▶ Problem to work on: From the data below, extract verbatim the lines beginning at the one containing "As a warehouse robot's perception module, locate player's" and ending after the one containing "0, 4, 140, 367".

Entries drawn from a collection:
-*-
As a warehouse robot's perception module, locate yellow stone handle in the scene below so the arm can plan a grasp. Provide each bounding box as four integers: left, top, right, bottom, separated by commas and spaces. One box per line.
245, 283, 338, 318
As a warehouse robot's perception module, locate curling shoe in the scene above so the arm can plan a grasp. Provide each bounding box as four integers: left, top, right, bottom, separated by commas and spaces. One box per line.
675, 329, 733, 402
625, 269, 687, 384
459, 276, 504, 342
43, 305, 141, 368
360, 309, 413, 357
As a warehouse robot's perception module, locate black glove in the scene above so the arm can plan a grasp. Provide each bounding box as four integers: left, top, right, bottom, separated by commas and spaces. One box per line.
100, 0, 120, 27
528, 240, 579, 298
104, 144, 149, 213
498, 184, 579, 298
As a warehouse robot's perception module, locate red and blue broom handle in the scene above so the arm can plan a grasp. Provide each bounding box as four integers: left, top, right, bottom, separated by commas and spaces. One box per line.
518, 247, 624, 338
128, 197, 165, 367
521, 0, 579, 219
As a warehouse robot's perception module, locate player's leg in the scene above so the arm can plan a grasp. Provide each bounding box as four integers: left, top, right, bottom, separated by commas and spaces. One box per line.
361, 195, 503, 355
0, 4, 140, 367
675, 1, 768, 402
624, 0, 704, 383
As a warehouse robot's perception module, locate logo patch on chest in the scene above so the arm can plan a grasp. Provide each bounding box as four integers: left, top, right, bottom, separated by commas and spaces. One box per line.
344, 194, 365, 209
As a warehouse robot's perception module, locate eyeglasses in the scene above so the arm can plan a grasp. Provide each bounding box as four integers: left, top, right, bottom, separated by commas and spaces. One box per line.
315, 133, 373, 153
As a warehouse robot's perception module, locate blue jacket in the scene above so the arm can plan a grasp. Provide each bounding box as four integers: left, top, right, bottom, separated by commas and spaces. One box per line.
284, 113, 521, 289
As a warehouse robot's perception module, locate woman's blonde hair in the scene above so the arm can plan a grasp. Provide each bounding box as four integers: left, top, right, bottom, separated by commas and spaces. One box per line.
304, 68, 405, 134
-*-
▶ Written solution:
As a warehouse robot's perception module, locate player's leg in the scene above so the arm can plan a grasp. Provide each bounding box as four integers: left, top, right, bottom, separated by commas and spaces. One box per line.
361, 195, 503, 355
0, 4, 140, 367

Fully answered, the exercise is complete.